» **Requirement A**
According to the article on Michael Norman's switch to the 100m, where will the USA Track and Field Outdoor Championships be held in July?
» **Requirement B**
Write the next part of the article on Michael Norman's move to the 100m, starting after its final sentence.

» **Selected excerpt**
┌────────
Through Michael Norman‘s career as a 400m sprinter, from his pre-pandemic USC seasons through winning the world title last year, he stored what three acclaimed college coaches said while he was in high school.
Out of a multitude of suitors, Quincy Watts and Caryl Smith Gilbert of USC and then nine-time Olympic champion Carl Lewis of Houston separately shared the same verdict with Norman.
“We’re recruiting you for the 400m,” Norman recalled Thursday, “but looking at the way you run and your natural ability, we think you’re a 100m runner.”
He is ready to put that to the test.
Norman, 25, is shifting his focus from the 400m to the 100m and plans to race the shorter event at July’s USA Track and Field Outdoor Championships in Eugene, Oregon, where three spots are at stake for August’s world championships in Budapest.
“We’ve always had this idea that once I develop and accomplish the goals that I want to do in the 400m, that the goal will be to drop down to the 100m,” he said. “I can comfortably say that I’ve achieved what I wanted to achieve in the 400m and I can start challenging myself and trying something new in attempting to medal and break records in the 100m.”
If all goes well, Norman could race the 100m at the Paris Olympics.
└────────
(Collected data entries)
┌────────
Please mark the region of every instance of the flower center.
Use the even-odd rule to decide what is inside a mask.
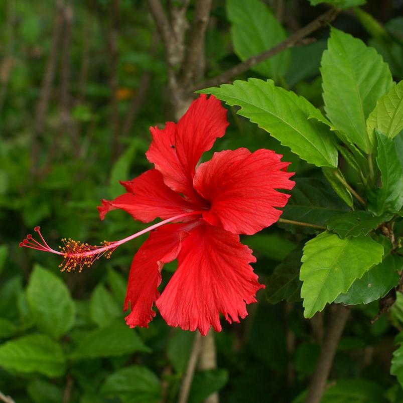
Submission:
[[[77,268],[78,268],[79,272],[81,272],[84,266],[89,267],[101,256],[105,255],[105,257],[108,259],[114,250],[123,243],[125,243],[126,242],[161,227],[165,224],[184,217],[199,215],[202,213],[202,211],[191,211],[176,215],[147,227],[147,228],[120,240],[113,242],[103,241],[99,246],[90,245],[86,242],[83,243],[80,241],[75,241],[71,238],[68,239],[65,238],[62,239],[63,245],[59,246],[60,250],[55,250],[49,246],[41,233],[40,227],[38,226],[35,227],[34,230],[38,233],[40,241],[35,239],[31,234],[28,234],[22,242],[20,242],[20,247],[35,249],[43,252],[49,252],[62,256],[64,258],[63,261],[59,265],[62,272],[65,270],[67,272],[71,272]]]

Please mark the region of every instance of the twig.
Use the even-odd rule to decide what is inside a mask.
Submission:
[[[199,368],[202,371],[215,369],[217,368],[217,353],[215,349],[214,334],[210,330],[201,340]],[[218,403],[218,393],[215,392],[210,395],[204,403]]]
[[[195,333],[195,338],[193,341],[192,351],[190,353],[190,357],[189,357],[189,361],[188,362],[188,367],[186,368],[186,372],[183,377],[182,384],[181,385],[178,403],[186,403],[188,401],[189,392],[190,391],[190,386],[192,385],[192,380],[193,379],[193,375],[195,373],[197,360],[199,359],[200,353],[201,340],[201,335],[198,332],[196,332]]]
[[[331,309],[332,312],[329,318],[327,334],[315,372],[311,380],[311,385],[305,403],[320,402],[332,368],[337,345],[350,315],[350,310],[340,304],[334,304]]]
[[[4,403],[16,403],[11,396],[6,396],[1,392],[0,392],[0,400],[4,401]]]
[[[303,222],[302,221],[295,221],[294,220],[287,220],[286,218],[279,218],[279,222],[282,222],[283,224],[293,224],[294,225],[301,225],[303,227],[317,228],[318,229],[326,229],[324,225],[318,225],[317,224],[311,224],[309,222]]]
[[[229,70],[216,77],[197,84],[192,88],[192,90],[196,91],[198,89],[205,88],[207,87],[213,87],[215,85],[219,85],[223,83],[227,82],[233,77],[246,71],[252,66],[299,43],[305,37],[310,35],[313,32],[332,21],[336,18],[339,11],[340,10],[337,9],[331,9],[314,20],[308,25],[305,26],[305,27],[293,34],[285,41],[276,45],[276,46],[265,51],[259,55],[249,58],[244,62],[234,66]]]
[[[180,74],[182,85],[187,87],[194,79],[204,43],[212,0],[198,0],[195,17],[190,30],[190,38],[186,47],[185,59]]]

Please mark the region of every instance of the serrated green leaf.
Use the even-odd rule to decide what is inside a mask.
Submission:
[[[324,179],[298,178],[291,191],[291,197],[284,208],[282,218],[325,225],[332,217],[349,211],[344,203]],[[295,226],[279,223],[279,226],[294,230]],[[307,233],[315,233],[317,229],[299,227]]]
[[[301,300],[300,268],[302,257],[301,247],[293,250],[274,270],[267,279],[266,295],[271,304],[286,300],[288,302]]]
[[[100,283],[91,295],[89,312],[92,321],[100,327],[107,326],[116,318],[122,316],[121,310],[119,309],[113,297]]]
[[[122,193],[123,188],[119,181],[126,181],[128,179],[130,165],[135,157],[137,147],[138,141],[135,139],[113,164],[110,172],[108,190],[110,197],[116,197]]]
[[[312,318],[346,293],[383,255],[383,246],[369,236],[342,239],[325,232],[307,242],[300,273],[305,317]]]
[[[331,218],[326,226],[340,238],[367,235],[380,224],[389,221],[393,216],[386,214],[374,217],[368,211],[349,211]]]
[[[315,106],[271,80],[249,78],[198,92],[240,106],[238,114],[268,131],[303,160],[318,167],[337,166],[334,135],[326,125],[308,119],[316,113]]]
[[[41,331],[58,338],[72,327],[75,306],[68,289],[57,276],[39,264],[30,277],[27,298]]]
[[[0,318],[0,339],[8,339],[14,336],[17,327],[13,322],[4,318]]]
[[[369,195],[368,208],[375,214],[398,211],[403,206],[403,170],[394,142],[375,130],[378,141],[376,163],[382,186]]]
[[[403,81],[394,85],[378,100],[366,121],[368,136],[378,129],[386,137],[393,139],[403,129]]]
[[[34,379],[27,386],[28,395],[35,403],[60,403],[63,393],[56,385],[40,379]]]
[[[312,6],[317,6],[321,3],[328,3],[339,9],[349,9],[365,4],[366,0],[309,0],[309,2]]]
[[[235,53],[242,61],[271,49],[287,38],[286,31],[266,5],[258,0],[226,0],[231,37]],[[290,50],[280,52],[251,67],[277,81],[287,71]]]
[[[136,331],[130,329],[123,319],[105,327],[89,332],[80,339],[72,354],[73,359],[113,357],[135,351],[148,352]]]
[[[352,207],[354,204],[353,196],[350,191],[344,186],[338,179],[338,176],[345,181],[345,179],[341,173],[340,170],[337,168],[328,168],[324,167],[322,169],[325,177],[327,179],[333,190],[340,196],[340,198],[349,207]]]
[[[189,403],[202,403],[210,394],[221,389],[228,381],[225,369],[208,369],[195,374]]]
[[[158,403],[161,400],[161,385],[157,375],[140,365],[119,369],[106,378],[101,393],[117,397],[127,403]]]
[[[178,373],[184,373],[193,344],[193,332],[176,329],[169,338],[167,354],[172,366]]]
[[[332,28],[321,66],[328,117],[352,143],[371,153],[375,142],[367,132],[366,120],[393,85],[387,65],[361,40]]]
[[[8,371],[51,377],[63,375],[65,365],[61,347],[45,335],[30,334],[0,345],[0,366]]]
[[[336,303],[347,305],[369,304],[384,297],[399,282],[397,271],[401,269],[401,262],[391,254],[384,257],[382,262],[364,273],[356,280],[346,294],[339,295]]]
└────────
┌────────
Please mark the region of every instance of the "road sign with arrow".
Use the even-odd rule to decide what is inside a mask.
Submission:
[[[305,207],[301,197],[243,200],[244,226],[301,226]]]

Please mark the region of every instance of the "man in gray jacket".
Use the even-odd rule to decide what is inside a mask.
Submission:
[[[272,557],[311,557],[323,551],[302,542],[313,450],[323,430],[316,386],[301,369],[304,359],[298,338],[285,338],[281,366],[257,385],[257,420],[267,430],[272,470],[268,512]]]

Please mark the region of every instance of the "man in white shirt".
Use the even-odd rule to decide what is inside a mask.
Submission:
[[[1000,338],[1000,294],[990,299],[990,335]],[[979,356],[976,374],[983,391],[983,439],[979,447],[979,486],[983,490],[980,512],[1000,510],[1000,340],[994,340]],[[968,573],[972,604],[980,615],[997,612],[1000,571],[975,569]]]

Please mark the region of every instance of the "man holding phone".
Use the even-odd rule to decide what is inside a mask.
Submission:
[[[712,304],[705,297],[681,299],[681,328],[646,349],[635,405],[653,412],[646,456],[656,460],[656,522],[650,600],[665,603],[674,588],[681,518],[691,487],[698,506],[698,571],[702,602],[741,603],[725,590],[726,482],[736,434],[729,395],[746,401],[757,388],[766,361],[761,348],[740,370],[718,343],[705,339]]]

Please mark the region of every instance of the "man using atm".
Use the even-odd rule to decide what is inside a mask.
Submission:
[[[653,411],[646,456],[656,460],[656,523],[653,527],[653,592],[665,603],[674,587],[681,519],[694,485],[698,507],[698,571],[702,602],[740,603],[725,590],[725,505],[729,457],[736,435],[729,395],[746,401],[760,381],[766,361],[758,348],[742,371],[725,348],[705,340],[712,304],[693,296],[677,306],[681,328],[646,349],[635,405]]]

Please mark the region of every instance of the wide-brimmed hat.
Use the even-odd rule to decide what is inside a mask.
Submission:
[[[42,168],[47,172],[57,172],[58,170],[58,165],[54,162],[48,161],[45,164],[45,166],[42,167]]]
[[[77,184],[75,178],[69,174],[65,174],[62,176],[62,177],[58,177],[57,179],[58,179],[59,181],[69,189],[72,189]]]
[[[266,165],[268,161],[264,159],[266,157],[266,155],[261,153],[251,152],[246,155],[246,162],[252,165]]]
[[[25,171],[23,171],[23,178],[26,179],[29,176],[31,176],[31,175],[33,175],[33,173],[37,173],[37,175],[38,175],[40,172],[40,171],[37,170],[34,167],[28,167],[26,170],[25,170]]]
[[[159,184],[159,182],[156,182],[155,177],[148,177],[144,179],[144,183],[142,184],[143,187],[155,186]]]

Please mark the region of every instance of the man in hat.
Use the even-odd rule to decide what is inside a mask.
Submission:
└────────
» **Written reply A**
Eugene, Oregon

» **Written reply B**
“The plan for 2023 is more of a setup for 2024,” he said. “Everything I’m doing now is setting good habits in preparation for the Olympics. So when it comes to Olympic year, I can just keep building.”
Norman has been a 100m prospect for years. Before the pandemic, he said that he had a deal with his then-coach Smith Gilbert (who has since moved to Georgia) that he could switch to the 100m if he won Tokyo Olympic gold.
In 2020, Norman had the freedom to run the 100m due to the Olympic postponement and cancellation of other major meets.
He clocked 9.86 seconds in Fort Worth, Texas, and it ended up being the fastest time in the world for the year. In 2021, Norman returned to the 400m and placed fifth in Tokyo as a medal favorite, if not the gold-medal favorite.
When Norman at last reached his goal by winning the 400m at worlds last July, the switch to the 100m was not top of mind. A banana was. That was his craving after enduring a zero-sugar diet to accomplish his goal.
Weeks after worlds, Norman had a season review with Watts, who suggested he give the 100m some thought. Watts is best known as the 1992 Olympic 400m champion, but he also won high school and Junior Olympic 100m titles.
Norman talked to his dad, who ran for L.A. Valley College, where he met Norman’s mom, also a sprinter.
“I was kind of torn because ... I worked so hard to get back to where I wanted to be, got a world championship title, and I knew that moving onto the 2023 season it was going to be a continuation of that, like a build-up,” said Norman, who is tied as the fourth-fastest 400m sprinter in history. “I felt like I was heading towards world record territory [in the 400m].”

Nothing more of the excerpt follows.